• [本文]
- - - -
合併

吸収合併と新設合併の2種類がある。吸収合併は文字通り、既存の会社が既存の会社を吸収することである。 新設合併は文字通り既存の会社同士で合併し新たな会社を設立することである。形式的な違いがあるだけで実質的には同じことだと思う。実務上では登記手続きの簡単さのためか、吸収合併の形式が使われているようである。そして社名も合併ついでに変更しているようである。例えば東京銀行が横浜銀行を吸収合併して社名は東京銀行のままではなく、東京横浜銀行と変更するなどしていうようである。
以下吸収合併の場合で説明する。尚、合併は株式会社同士でなくてもよい、株式会社と持分会社、持分会社と持分会社でも合併できる(27条、28条)。

(消滅会社の株式の対価について)

吸収合併で消滅する会社の株主にとって、消滅会社の株式の対価として何がもらえるかが一番気になることである。通常は存続する会社の株式がもらえるのだろうが、別に株である必要はなく、お金やその他の財産でもかまわない(749条①2イ)。このように、合併することは株主にとって重要なことなので、合併するためには株主総会の特別決議が必要(783条①、309条③2)である。また、対価に不満な株主は株式を会社に公正な価格で買い取ってもらえる権利がある(797条)。つまり、出資金を払い戻してもらえる。尚、対価の額だが、会社法には何の決まりもない。消滅会社の株主に1株も交付しなくても法律には違反にはならない。

(債権者保護手続きについて)

会社は合併をするとき、債権者保護手続きをする必要がある。これは、消滅会社の債権者は、合併によってその消滅会社に対して、債権を行使できなくなり、存続会社に行使するしかなくなる。そして、もし存続会社の財政状態が悪ければ、不良債権と化してしまう。そのため、債権者保護手続きを法定しているのである。 同様に、存続会社の債権者にも債権者保護手続きが法定されてる。債権者保護手続きは会社法ではわかりづらいが、要約すると、原則として、会社の計算書類等を官報に公告するとともに債権者に個別に通知しなければならない(789条②、799条②)。ただし、官報のほか、新聞かインターネットにも公告した場合は、債権者への個別の公告は省略できる(789条③、799条③)。債権者は一定期間内に異議を述べなければ、合併に異議がないものとみなされる。債権者が異議を述べたときは、当会社は弁済、担保の提供、信託をしなければならない。ただし、債権者を害する恐れがないときはこの弁済等は必要ない(789条④⑤、799条④⑤)。この債権者を害する恐れがないというあいまいな条文は、裁判になったときに当会社が主張できるという意味だと思う。
- - - -
• [課題]
次の(a)〜(c)がそれぞれ合併についての本文の内容と合っているか、「はい」か「いいえ」で答え、判断の決め手となる本文の語句を正確に引用せよ。
(a) 吸収合併で消滅する会社の株主が受け取る対価は、存続会社の株式でなければならない。
(b) 合併するためには株主総会の特別決議が必要である。
(c) 株式会社と持分会社は合併することができない。

(バウンディングボックスのラベル付け用エントリ)
- - - -
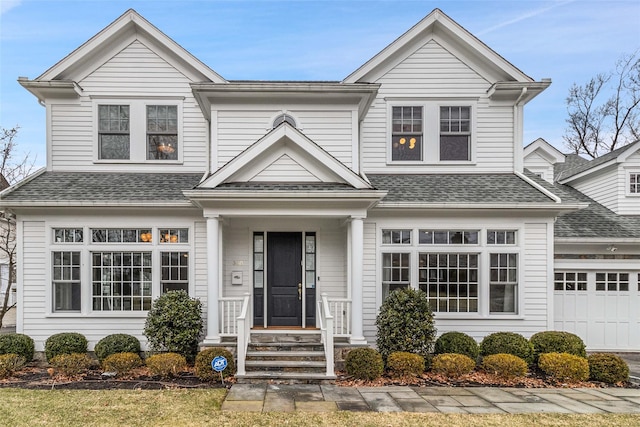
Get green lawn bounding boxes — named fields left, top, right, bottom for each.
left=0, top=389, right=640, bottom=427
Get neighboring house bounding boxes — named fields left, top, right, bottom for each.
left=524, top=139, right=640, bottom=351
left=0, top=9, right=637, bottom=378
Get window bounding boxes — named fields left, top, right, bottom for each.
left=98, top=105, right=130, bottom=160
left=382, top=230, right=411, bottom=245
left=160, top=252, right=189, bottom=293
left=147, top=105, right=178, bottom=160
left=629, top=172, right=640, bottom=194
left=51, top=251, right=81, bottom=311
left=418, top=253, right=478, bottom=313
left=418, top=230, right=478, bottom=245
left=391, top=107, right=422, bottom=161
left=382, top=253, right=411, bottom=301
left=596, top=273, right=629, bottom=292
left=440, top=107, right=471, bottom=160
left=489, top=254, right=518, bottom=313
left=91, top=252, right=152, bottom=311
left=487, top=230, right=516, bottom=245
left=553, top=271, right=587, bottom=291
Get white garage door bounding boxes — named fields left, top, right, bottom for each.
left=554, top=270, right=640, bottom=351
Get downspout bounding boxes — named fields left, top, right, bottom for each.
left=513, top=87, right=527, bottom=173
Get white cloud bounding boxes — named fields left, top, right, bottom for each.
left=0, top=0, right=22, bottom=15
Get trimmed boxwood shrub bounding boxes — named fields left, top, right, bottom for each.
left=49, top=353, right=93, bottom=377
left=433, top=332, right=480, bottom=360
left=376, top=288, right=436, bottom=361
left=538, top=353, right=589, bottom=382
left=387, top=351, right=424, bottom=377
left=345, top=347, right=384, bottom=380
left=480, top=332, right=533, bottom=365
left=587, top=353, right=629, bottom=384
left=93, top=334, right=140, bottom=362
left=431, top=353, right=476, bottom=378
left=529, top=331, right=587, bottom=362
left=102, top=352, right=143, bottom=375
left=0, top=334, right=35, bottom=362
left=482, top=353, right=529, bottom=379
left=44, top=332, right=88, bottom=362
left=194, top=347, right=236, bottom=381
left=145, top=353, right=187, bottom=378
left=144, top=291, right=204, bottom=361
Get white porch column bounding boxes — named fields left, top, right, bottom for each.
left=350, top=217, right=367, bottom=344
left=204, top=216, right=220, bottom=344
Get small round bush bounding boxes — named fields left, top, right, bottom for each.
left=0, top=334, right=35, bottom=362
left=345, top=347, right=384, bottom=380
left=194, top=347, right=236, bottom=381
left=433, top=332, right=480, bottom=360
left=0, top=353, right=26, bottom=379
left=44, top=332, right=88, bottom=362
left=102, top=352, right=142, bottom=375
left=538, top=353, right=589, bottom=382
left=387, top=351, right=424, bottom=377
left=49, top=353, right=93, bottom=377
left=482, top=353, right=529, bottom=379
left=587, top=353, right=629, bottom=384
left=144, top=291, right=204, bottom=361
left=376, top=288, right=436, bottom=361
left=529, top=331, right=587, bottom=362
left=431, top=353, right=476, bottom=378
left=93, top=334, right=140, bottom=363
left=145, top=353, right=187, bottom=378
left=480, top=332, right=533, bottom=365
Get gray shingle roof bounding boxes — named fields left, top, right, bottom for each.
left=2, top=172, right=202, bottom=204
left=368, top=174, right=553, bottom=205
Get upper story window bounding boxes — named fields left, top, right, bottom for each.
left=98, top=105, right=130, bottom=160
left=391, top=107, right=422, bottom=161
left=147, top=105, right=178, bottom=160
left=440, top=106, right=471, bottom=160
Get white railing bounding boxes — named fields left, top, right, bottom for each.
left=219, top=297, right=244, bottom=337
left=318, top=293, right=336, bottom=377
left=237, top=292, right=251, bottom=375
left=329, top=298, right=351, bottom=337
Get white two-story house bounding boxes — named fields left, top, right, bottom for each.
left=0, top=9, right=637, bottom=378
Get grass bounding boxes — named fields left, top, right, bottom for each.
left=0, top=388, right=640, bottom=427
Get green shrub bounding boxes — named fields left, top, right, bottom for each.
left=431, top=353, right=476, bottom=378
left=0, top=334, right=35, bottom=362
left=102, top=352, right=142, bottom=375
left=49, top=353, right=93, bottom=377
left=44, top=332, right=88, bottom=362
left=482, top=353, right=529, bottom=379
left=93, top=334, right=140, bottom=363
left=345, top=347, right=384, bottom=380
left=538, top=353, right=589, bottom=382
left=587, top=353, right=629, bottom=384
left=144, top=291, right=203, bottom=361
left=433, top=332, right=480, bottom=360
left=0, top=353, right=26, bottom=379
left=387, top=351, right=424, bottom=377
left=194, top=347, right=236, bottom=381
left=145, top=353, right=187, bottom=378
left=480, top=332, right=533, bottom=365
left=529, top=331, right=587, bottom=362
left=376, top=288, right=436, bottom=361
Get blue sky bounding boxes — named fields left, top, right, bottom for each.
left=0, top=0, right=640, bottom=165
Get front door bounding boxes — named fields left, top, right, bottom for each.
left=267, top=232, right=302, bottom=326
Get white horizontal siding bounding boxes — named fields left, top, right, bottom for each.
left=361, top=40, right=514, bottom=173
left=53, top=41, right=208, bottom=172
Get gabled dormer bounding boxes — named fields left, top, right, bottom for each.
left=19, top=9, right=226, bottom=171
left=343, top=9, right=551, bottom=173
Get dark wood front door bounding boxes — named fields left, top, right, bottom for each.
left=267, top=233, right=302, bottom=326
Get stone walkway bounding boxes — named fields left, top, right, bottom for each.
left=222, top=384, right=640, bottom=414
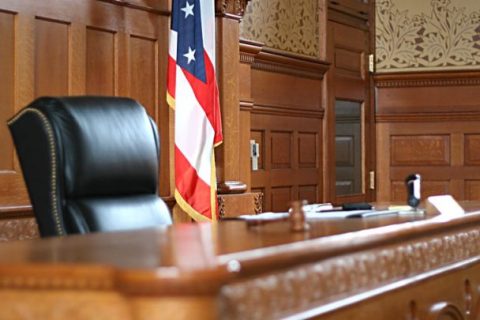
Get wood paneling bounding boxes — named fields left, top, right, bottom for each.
- - - -
• [解答全文]
(a) いいえ。「別に株である必要はなく、お金やその他の財産でもかまわない」
(b) はい。「合併するためには株主総会の特別決議が必要」
(c) いいえ。「株式会社と持分会社、持分会社と持分会社でも合併できる」